━━━━━ Input data ━━━━━
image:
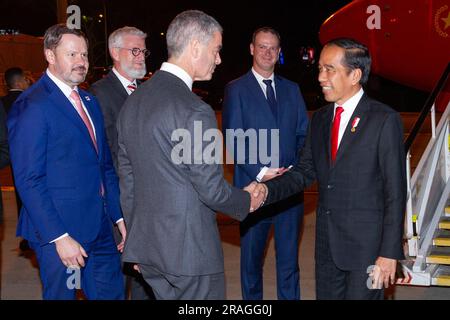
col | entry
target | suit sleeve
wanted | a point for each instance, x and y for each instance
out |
━━━━━
━━━━━ Input data ━━━━━
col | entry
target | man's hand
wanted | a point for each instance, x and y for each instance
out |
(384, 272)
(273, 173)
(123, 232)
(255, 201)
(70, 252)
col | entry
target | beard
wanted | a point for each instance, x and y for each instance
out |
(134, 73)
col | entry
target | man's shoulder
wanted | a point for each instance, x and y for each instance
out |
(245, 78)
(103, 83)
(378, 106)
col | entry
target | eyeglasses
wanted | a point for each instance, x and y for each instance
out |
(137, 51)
━━━━━
◆ Task to carry out
Return every line of the data above that contains the string "target", copying each one in full.

◆ The completed task
target | suit sleeve
target | man's hand
target | beard
target | man's shoulder
target | eyeglasses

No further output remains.